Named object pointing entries
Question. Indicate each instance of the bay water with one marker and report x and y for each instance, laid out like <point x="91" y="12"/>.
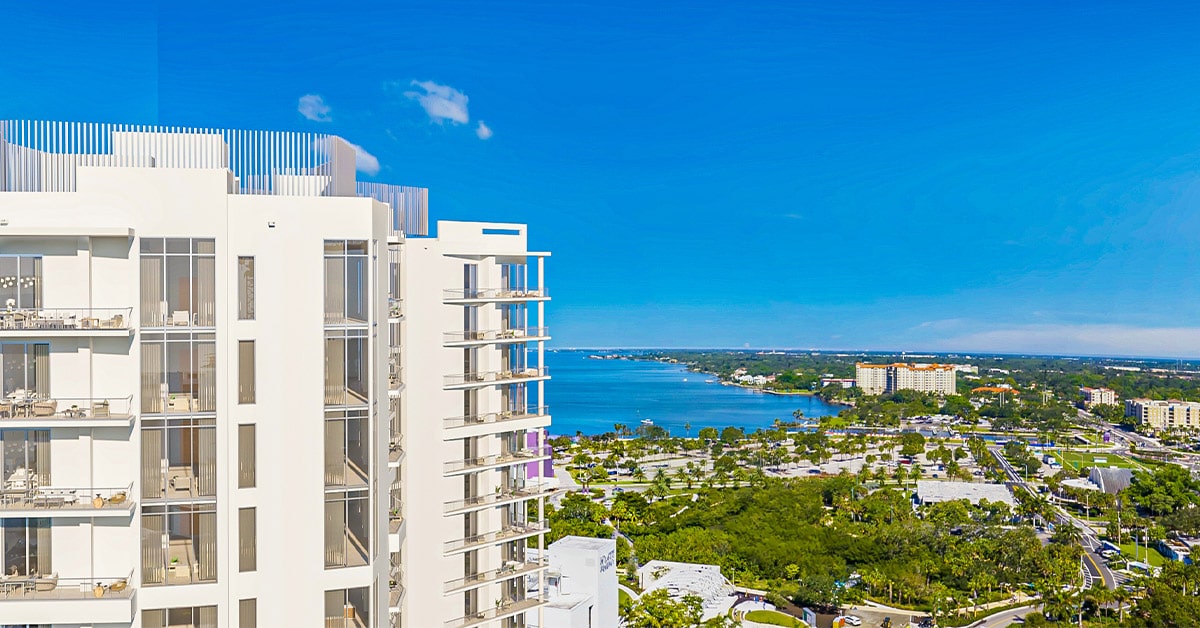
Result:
<point x="591" y="395"/>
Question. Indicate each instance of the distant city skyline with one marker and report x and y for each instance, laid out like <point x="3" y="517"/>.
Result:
<point x="1008" y="178"/>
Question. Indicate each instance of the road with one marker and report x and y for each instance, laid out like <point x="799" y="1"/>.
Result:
<point x="1003" y="618"/>
<point x="1095" y="568"/>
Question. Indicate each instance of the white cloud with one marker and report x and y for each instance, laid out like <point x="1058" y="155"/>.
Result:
<point x="441" y="102"/>
<point x="313" y="107"/>
<point x="1080" y="340"/>
<point x="365" y="161"/>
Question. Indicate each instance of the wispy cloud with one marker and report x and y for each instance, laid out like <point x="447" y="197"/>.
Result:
<point x="441" y="102"/>
<point x="313" y="107"/>
<point x="364" y="161"/>
<point x="1080" y="340"/>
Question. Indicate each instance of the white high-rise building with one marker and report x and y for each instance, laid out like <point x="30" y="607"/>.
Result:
<point x="241" y="388"/>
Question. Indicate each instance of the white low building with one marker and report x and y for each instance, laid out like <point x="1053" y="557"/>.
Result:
<point x="689" y="579"/>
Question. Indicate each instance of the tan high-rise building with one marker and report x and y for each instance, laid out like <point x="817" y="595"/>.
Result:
<point x="882" y="378"/>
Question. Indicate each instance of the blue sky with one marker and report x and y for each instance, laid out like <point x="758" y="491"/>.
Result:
<point x="1014" y="177"/>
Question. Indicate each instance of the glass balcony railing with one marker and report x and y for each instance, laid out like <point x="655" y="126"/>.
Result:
<point x="490" y="377"/>
<point x="493" y="294"/>
<point x="514" y="531"/>
<point x="497" y="335"/>
<point x="511" y="458"/>
<point x="19" y="494"/>
<point x="510" y="570"/>
<point x="496" y="417"/>
<point x="21" y="405"/>
<point x="65" y="320"/>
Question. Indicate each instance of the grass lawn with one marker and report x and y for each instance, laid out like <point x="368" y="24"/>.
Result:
<point x="1075" y="460"/>
<point x="1156" y="560"/>
<point x="773" y="617"/>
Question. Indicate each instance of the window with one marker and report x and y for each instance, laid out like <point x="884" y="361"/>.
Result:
<point x="21" y="282"/>
<point x="347" y="448"/>
<point x="247" y="542"/>
<point x="25" y="544"/>
<point x="27" y="366"/>
<point x="346" y="282"/>
<point x="347" y="368"/>
<point x="179" y="372"/>
<point x="179" y="458"/>
<point x="178" y="282"/>
<point x="25" y="459"/>
<point x="247" y="612"/>
<point x="246" y="456"/>
<point x="245" y="288"/>
<point x="181" y="617"/>
<point x="348" y="608"/>
<point x="245" y="371"/>
<point x="179" y="544"/>
<point x="347" y="528"/>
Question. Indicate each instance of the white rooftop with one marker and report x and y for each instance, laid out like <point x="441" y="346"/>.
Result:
<point x="933" y="491"/>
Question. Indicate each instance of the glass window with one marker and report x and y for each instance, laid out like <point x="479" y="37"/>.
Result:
<point x="27" y="371"/>
<point x="347" y="368"/>
<point x="246" y="288"/>
<point x="346" y="282"/>
<point x="247" y="542"/>
<point x="180" y="617"/>
<point x="25" y="544"/>
<point x="348" y="608"/>
<point x="246" y="458"/>
<point x="21" y="282"/>
<point x="347" y="448"/>
<point x="247" y="612"/>
<point x="347" y="528"/>
<point x="245" y="371"/>
<point x="179" y="287"/>
<point x="179" y="374"/>
<point x="25" y="459"/>
<point x="179" y="544"/>
<point x="179" y="459"/>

- Work instructions
Repeat the listing in full and exactly. Do not include any images.

- Exercise result
Question. Indicate each instance of the bay water with one marker and report x and y for each instance, laid out like <point x="91" y="12"/>.
Result:
<point x="591" y="395"/>
Question. Indicate each instance of the distant city skyline with one marker and report x and y for each instance, laid out like <point x="3" y="517"/>.
Result:
<point x="1008" y="178"/>
Question. Indicate each instance of the road with one marker and report x and y for each instance, laid out like <point x="799" y="1"/>.
Result:
<point x="1003" y="618"/>
<point x="1095" y="568"/>
Question. Indicate each instance of the white cloud with one marker and report x and y for each instance, laid out like <point x="1058" y="155"/>.
Result:
<point x="441" y="102"/>
<point x="313" y="107"/>
<point x="1080" y="340"/>
<point x="365" y="161"/>
Question. Indicate each instance of the wispy cloud with one marker and report x and y for each instance, laid out like <point x="447" y="197"/>.
Result:
<point x="441" y="102"/>
<point x="313" y="107"/>
<point x="364" y="161"/>
<point x="1080" y="340"/>
Question. Indicate each instance of the white high-rise building with one marker and report x and y for each instance, laid out like <point x="30" y="607"/>.
Result:
<point x="241" y="388"/>
Question. Indicate each instance of the white low building with one marker and report x and y for each instance, laid out like <point x="1053" y="557"/>.
Result:
<point x="689" y="579"/>
Question. Indicate each instance of the tan high-rise building with one marker and report x and y for each instance, laid out like <point x="817" y="595"/>.
Result:
<point x="882" y="378"/>
Question. Indicate each instance of the blue sky with one marker and report x and y for each instance, laid out like <point x="758" y="491"/>.
Result:
<point x="1014" y="177"/>
Question. Indicate each instance of the glass balcony railing with one marker and report x and y for each instance, laid out like <point x="655" y="126"/>.
Result:
<point x="490" y="377"/>
<point x="493" y="294"/>
<point x="514" y="531"/>
<point x="497" y="335"/>
<point x="511" y="458"/>
<point x="19" y="494"/>
<point x="510" y="570"/>
<point x="496" y="417"/>
<point x="21" y="405"/>
<point x="65" y="320"/>
Question. Indicate each instance of the grass lawn with one marker and report x and y for each instance, laid out like <point x="368" y="24"/>.
Result:
<point x="1075" y="460"/>
<point x="1156" y="560"/>
<point x="773" y="617"/>
Question. Indicate each instance of the window with one marker and report x and y for each instance, laid out like <point x="884" y="361"/>.
Result:
<point x="21" y="282"/>
<point x="347" y="448"/>
<point x="247" y="542"/>
<point x="25" y="544"/>
<point x="27" y="366"/>
<point x="346" y="282"/>
<point x="347" y="368"/>
<point x="179" y="372"/>
<point x="179" y="458"/>
<point x="178" y="282"/>
<point x="25" y="459"/>
<point x="247" y="612"/>
<point x="246" y="456"/>
<point x="245" y="288"/>
<point x="181" y="617"/>
<point x="348" y="608"/>
<point x="245" y="371"/>
<point x="179" y="544"/>
<point x="347" y="528"/>
Question. Indicate each instance of the white rooftop with one marker and report x and y for each instance, laid out like <point x="441" y="346"/>.
Result:
<point x="933" y="491"/>
Question. Indicate each instance of the glass window with one marker and report x and y for each instance, laid out like <point x="479" y="37"/>.
Result:
<point x="27" y="371"/>
<point x="347" y="368"/>
<point x="246" y="288"/>
<point x="346" y="282"/>
<point x="247" y="542"/>
<point x="180" y="617"/>
<point x="25" y="544"/>
<point x="348" y="608"/>
<point x="246" y="458"/>
<point x="21" y="282"/>
<point x="347" y="448"/>
<point x="247" y="612"/>
<point x="347" y="528"/>
<point x="245" y="371"/>
<point x="179" y="287"/>
<point x="179" y="374"/>
<point x="25" y="459"/>
<point x="179" y="544"/>
<point x="179" y="459"/>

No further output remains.